Text passage ▸
The Treyarch rulebook (actually more of a rule-Powerpoint-presentation) governing engagement distances, first engagements, spawning, angles of attack, cover height and map structure tends to make modern Call of Duty maps feel similar but also makes it hard for any designer to build a bad map. They're rules with deep foundations, and they run almost entirely contrary to the name on the box this DLC doesn't come in: Revolution is about micro-updates rather than wholesale changes to COD's oh-so-delicate formula.

Hydro, Mirage, Grind and Downhill are all based on those same Treyarch design rules as described by online director Dan Bunting – three 'lanes' across the map with lots of space for flanking - making most maps into oval or circular paths around a central murderbox filled with claymores and madmen with shotguns. There have been some adjustments however: some cover heights prevent players from returning fire, one map uses curved corners to deny corner-strafing, and two have interactive elements to monkey with the workings of the murderbox. I played all four at Treyarch's studios where I also ate three slices of fruit bread and a chicken sandwich which, while delicious, in no way swayed my verdict on the DLC.

Work required ▸ From the passage on Call of Duty maps, reproduce word for word the part that opens with the words containing "The Treyarch rulebook" and closes with "COD's oh-so-delicate formula.".

Entries shown ▸
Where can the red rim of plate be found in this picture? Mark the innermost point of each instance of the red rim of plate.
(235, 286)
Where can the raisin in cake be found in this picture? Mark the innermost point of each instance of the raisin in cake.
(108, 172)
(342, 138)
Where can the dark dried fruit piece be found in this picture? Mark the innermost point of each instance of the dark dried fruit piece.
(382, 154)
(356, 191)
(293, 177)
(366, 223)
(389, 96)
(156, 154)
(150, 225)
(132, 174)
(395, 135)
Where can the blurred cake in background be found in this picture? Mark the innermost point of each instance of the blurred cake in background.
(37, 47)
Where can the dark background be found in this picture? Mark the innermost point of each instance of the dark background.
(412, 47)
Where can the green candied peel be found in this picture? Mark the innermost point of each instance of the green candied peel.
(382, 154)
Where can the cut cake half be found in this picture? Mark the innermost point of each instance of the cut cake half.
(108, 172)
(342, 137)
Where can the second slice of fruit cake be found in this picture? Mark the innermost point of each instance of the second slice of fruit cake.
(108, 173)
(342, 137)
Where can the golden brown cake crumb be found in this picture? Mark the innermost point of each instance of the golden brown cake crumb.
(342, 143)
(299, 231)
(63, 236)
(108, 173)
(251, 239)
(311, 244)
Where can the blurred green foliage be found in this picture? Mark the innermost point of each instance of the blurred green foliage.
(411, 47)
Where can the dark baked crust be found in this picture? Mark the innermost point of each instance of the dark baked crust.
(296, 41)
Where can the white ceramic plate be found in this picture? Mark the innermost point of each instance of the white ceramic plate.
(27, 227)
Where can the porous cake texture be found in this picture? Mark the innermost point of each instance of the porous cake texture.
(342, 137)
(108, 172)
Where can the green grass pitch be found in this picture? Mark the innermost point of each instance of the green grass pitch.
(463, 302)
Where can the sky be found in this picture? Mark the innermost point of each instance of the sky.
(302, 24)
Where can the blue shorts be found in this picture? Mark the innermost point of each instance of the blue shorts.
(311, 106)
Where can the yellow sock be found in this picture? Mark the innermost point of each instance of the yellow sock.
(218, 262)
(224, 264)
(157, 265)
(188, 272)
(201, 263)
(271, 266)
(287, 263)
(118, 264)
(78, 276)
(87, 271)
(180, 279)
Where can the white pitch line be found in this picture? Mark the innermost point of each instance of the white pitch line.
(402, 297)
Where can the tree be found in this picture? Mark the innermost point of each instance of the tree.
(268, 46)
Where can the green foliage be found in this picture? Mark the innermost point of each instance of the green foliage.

Complete response ▸
The Treyarch rulebook (actually more of a rule-Powerpoint-presentation) governing engagement distances, first engagements, spawning, angles of attack, cover height and map structure tends to make modern Call of Duty maps feel similar but also makes it hard for any designer to build a bad map. They're rules with deep foundations, and they run almost entirely contrary to the name on the box this DLC doesn't come in: Revolution is about micro-updates rather than wholesale changes to COD's oh-so-delicate formula.